»»

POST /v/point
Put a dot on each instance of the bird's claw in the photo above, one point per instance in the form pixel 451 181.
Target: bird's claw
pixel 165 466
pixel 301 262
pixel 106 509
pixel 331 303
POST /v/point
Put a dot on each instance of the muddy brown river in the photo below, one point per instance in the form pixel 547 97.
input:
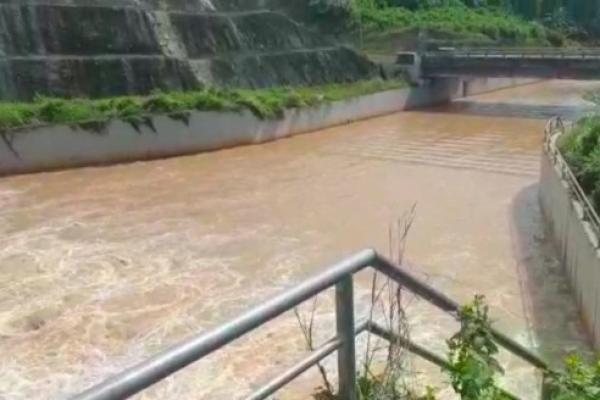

««

▶ **Written request**
Determine how many lines of the records above contain the string "each", with case counting. Reply with the number alone.

▶ **Result of this exercise**
2